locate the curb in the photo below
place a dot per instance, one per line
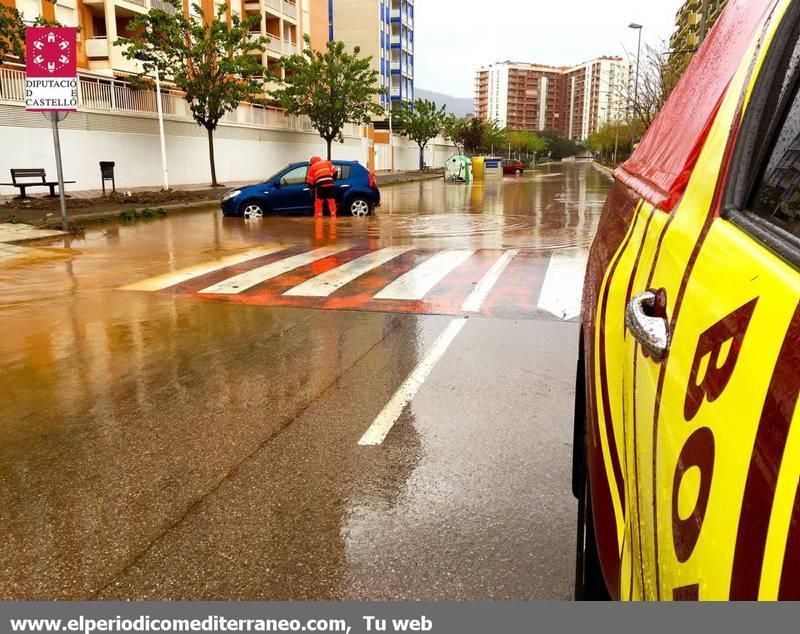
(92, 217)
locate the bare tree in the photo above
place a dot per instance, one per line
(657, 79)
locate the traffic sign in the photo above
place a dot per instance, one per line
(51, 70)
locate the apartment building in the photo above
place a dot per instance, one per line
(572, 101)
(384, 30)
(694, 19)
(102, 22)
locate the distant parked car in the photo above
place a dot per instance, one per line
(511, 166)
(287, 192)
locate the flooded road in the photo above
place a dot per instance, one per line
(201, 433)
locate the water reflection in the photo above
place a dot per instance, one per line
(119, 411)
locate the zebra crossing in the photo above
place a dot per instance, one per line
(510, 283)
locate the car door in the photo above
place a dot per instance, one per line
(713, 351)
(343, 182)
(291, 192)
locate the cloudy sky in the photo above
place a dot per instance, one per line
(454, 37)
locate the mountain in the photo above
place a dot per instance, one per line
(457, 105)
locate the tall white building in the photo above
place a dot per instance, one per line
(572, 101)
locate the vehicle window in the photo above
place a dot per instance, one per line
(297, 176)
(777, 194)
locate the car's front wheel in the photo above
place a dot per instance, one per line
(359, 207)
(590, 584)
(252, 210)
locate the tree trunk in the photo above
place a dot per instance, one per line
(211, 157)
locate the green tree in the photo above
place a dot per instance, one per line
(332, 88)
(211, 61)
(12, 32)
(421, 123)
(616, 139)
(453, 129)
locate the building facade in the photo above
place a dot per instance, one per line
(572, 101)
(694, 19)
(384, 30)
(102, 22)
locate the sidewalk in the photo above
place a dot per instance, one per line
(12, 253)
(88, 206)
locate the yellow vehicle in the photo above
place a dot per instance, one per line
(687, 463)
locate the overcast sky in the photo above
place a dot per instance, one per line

• • • • • • •

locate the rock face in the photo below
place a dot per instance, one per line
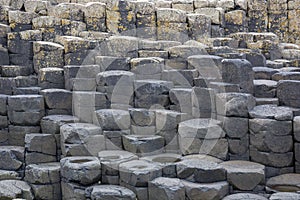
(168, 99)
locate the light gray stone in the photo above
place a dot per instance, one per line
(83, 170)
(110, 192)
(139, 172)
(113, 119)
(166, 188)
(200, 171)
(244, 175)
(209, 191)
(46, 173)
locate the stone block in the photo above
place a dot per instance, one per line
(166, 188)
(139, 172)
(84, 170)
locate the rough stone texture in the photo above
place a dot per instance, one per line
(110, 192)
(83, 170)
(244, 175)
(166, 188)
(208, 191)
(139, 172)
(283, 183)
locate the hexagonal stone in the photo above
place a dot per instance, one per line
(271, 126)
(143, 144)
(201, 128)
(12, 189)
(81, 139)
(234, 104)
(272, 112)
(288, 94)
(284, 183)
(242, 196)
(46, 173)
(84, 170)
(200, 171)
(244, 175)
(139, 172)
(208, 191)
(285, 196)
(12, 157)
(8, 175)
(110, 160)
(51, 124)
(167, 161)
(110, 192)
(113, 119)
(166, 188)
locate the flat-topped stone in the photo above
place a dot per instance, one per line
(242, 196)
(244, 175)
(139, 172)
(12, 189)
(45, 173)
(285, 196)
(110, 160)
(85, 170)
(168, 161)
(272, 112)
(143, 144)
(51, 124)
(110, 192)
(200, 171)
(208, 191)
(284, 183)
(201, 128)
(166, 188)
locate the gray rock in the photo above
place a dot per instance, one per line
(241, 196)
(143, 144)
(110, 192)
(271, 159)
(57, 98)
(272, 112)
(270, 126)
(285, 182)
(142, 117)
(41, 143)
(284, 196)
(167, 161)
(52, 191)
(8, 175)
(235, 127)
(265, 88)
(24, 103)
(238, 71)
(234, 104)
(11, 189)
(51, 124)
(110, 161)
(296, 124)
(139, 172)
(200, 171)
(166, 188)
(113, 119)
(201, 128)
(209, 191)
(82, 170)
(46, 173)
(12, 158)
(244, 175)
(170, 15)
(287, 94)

• • • • • • •

## 출제 과제
위 기록에서 문자열 "building"가 포함된 줄의 개수를 세어 숫자만 답하시오. 대소문자를 구분합니다.

## 예상 답안
3